Coordinate annotation entries:
+---+

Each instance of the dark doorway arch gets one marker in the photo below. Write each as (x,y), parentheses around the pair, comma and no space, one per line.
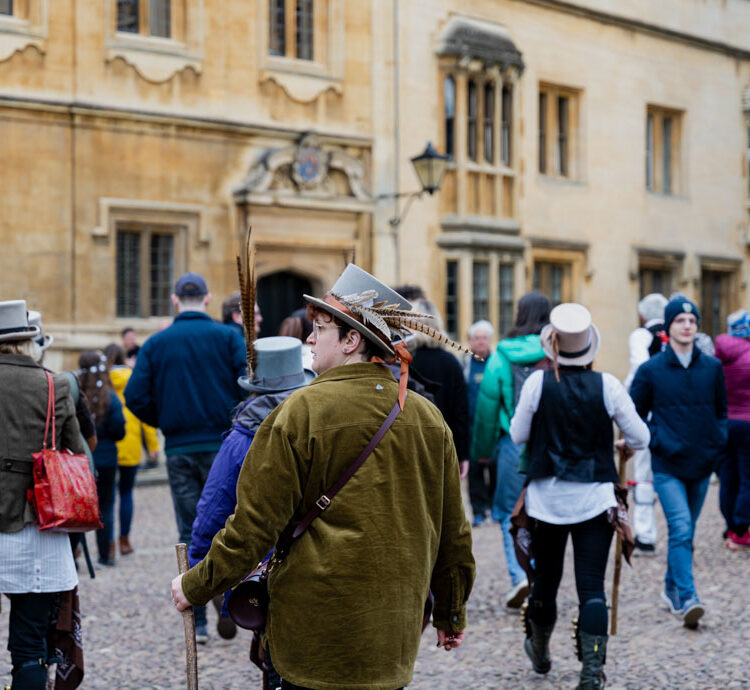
(279,294)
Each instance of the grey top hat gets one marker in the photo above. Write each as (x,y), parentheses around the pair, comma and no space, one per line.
(43,340)
(352,283)
(578,338)
(14,322)
(279,366)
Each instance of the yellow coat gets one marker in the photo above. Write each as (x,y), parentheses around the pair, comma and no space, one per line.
(129,450)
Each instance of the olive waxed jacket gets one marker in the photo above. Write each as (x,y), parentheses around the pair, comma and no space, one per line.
(23,411)
(347,602)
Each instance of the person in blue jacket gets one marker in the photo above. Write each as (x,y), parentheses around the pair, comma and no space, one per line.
(278,373)
(684,390)
(106,409)
(185,383)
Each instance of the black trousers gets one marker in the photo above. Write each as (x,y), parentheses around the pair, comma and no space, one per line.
(482,480)
(591,541)
(27,638)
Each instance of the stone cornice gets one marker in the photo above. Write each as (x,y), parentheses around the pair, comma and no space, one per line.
(209,125)
(642,27)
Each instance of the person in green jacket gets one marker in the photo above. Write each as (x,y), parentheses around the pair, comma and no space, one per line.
(514,359)
(347,601)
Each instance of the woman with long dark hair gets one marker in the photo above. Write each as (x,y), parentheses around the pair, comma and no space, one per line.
(514,359)
(106,409)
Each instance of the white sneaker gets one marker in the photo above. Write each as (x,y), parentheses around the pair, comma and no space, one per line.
(518,594)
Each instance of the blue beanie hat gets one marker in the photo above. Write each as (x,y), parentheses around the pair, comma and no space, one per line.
(677,306)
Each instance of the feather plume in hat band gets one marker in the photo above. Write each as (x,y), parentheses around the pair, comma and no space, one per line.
(387,320)
(246,277)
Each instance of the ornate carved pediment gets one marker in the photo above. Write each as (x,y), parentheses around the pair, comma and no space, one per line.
(305,169)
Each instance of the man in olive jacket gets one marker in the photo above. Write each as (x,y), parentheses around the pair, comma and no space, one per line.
(347,602)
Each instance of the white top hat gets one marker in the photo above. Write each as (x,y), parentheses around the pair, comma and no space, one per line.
(578,338)
(44,340)
(14,322)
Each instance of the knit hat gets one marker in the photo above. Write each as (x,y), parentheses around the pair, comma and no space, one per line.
(738,324)
(677,306)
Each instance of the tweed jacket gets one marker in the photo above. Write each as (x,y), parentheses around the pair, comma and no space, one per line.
(347,602)
(23,410)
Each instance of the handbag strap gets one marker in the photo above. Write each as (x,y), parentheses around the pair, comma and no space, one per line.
(325,499)
(50,410)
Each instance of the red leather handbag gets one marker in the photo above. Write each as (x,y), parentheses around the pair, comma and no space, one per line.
(64,493)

+---+

> Set task:
Turn every line of the records above into a numbered list, skipping any blank lines and leaving the pictures out.

> Final answer:
1. Each instance of the dark doorway arch gets one marker in the photo below. Write each as (x,y), parentheses around the pair, comma and no space, one per line.
2. (279,294)
3. Each instance of the grey top hat gets one marker in the photo above. Write each as (x,y), parentheses around the pair, comma and no space, one per line.
4. (43,340)
5. (352,283)
6. (578,338)
7. (14,322)
8. (279,366)
9. Each instance of the yellow coat gets one marker in the photo above. Write each as (x,y), parentheses around the pair, comma and no space, one per line.
10. (129,450)
11. Each instance of the olive waxed jacket gets one marker in the photo above. Write each as (x,y), parentheses around the pair, comma and no space, one per line.
12. (23,411)
13. (347,602)
14. Each instance of the person in blue jacket gets one marker in the photo above. Write each as (x,y), parentheses around the pair, comma and no space, one per line.
15. (278,373)
16. (684,390)
17. (106,409)
18. (185,383)
19. Each instance of the black trousers gets one marker in the photo above. Write each as (x,y), parentheses around the pair, comma and no space, one per line.
20. (482,480)
21. (591,541)
22. (27,638)
23. Each instance of the stone cornice gets one marker in the photo above. Write each as (x,y), parentheses around the pair, comma and no space, one per line.
24. (209,125)
25. (642,27)
26. Each instance of the person in green jacket gets one marker in the photo above. Write each as (x,y), parentheses around the pair, comma and no space, one per line.
27. (514,359)
28. (347,601)
29. Each instance of the woman with long dark hair gets one marker in the photo above. Write each as (x,y), parentheses around the pair, comma and no space, one per line.
30. (514,359)
31. (106,409)
32. Each instance of the white sneaker gets one marker in the photo above. Write each as (x,y), parentheses around the pair, comma and no space, one per line.
33. (518,594)
34. Each instance of the blue beanie hat gets one marker in the photo above. Write each as (x,y), parentheses around the pair, comma and no space, one per line.
35. (677,306)
36. Each instance of the feather plume in hat band gets one marker in the photo above. Write each as (x,y), parentheses around the pair, comma and no space, one per line.
37. (387,320)
38. (246,277)
39. Each instance of the ornate carved pediment gets one marker in the photo above. Write each as (x,y), parentheses around the pair, comma and no space, one per line.
40. (305,169)
41. Each instance of the man in olive jacket gets one marker in the photo above. Write each as (x,y), parentheses around the pair, comma and no space, one per line.
42. (347,602)
43. Each instance of the white top hat gets one marker in the photo above. Write each as (x,y), parentheses around the pair, comma and no space, one per line.
44. (578,338)
45. (44,340)
46. (14,322)
47. Each instance of the knit hat gets one marker in the photo above. Write each as (x,y), parentheses around the pair, comma and no space, one per line.
48. (738,324)
49. (677,306)
50. Each instance of the tweed jacket gets one marker in the photo above. Write each as (x,y), parentheses around the pair, comma and no space, one per line.
51. (347,602)
52. (23,410)
53. Each instance of the handbag strap gets one marker in the photo above. Write each as (x,y), parentheses around the pair, comma and no space, one per line.
54. (325,499)
55. (50,410)
56. Each instance of the red leather handbag gets one marker in the photo above. Write each as (x,y), parentheses around the pair, comma and no space, one per line.
57. (64,493)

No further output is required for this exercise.